§ **Vorliegender Text**
Eilverfahren auf staatliche Hilfe zum Suizid erfolglos

Schwerkranke Menschen haben keinen Anspruch darauf, dass das Bundesinstitut für Arzneimittel und Medizinprodukte im Eilverfahren dazu verpflichtet wird, ihnen eine Erlaubnis zum Erwerb eines Betäubungsmittels zur Selbsttötung zu erteilen.

Der 58-jährige Antragsteller aus Meißen, der an Chorea Huntington sowie chroni­scher Leukämie leidet, hatte beim Bundesinstitut für Arzneimittel und Medizinproduk­te mit Sitz in Bonn beantragt, ihm eine Erlaubnis zum Erwerb von Natrium-Pentobarbital zum Zweck der Selbsttötung zu erteilen. Er berief sich auf sein allge­meines Persönlichkeitsrecht, das nach der neueren Rechtsprechung des Bundesver­fassungsgerichts auch das Recht auf ein selbstbestimmtes Sterben einschließe. Das Verwaltungsgericht Köln entschied zu seinen Lasten. Die dagegen gerichtete Be­schwerde hat das Oberverwaltungsgericht nun zurückgewiesen.

§ **Aufgaben zur Übung**
[1] Geben Sie aus dem Text über das Eilverfahren den Abschnitt von „Der 58-jährige Antragsteller“ bis einschließlich „Oberverwaltungsgericht nun zurückgewiesen.“ wortgetreu wieder.
[2] Prüfen Sie anhand des Textes über das Eilverfahren, ob die folgenden Aussagen zutreffen, und belegen Sie jede Antwort mit den entscheidenden Worten des Textes: (a) Der Antragsteller stammt aus Bonn. (b) Das Verwaltungsgericht Köln entschied gegen den Antragsteller. (c) Das Oberverwaltungsgericht hat der Beschwerde stattgegeben.
Die anschließenden Datensätze sind eigenständiges Material, das mit dem Text nichts zu tun hat.

§ **Datensätze**
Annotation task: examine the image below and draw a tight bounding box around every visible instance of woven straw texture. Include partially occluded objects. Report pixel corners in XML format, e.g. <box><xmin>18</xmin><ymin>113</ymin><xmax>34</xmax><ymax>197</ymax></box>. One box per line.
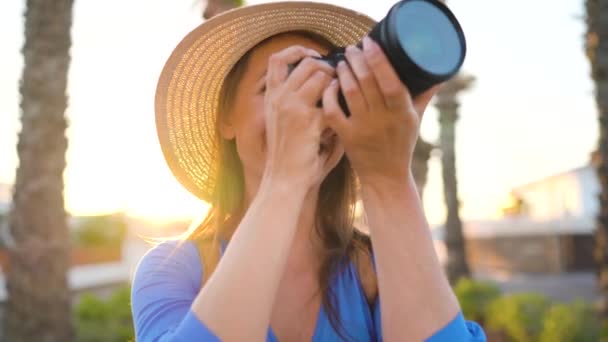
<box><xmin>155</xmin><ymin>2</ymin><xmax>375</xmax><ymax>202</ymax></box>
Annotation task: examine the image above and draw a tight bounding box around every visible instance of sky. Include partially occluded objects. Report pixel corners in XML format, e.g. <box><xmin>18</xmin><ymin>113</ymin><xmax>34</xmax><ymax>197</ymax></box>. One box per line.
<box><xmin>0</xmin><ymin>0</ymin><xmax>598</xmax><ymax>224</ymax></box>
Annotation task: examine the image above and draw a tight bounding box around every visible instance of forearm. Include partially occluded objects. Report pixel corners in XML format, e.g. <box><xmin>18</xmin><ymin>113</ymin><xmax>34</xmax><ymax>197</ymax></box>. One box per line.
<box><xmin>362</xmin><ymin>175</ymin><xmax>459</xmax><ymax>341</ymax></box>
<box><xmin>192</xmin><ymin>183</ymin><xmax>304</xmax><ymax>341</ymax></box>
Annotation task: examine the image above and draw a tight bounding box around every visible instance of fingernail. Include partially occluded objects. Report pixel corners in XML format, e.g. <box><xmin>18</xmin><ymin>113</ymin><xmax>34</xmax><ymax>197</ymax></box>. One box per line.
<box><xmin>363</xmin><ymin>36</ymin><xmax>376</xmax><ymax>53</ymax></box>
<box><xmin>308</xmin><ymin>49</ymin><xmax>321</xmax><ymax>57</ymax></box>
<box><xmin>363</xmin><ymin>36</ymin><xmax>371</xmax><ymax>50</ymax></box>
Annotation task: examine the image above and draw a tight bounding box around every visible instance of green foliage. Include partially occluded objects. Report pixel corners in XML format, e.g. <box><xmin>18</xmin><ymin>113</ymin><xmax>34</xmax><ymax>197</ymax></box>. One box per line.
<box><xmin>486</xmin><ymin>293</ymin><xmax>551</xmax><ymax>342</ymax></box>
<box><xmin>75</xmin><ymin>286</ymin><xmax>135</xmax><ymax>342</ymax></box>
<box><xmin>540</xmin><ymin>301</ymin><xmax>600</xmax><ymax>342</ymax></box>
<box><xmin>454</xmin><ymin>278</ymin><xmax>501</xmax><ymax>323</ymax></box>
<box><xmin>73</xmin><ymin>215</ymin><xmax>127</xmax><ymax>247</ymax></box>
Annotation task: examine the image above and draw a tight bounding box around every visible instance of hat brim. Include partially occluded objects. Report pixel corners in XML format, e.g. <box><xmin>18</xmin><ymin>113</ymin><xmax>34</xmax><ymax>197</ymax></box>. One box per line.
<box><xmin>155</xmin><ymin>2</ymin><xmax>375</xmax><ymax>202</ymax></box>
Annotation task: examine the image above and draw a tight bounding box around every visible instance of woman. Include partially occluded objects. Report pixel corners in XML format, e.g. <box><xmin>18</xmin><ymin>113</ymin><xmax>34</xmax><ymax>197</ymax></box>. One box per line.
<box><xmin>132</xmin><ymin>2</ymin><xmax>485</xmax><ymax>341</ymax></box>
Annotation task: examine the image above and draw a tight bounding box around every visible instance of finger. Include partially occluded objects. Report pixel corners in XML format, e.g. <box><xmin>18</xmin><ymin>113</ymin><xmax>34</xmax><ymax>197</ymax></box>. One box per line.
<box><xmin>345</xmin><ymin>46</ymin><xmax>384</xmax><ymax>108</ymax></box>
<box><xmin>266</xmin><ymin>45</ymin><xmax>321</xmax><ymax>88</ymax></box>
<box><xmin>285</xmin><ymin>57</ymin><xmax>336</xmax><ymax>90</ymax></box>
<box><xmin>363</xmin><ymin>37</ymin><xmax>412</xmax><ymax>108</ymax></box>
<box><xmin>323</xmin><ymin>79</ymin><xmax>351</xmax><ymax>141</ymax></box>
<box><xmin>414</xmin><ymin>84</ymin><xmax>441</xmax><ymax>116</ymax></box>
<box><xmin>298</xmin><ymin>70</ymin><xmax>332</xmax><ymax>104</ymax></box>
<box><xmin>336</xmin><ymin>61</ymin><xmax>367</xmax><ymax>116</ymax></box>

§ **Lösungen**
[1]
Der 58-jährige Antragsteller aus Meißen, der an Chorea Huntington sowie chroni­scher Leukämie leidet, hatte beim Bundesinstitut für Arzneimittel und Medizinproduk­te mit Sitz in Bonn beantragt, ihm eine Erlaubnis zum Erwerb von Natrium-Pentobarbital zum Zweck der Selbsttötung zu erteilen. Er berief sich auf sein allge­meines Persönlichkeitsrecht, das nach der neueren Rechtsprechung des Bundesver­fassungsgerichts auch das Recht auf ein selbstbestimmtes Sterben einschließe. Das Verwaltungsgericht Köln entschied zu seinen Lasten. Die dagegen gerichtete Be­schwerde hat das Oberverwaltungsgericht nun zurückgewiesen.

[2]
(a) Nein: „Der 58-jährige Antragsteller aus Meißen“
(b) Ja: „Das Verwaltungsgericht Köln entschied zu seinen Lasten.“
(c) Nein: „hat das Oberverwaltungsgericht nun zurückgewiesen“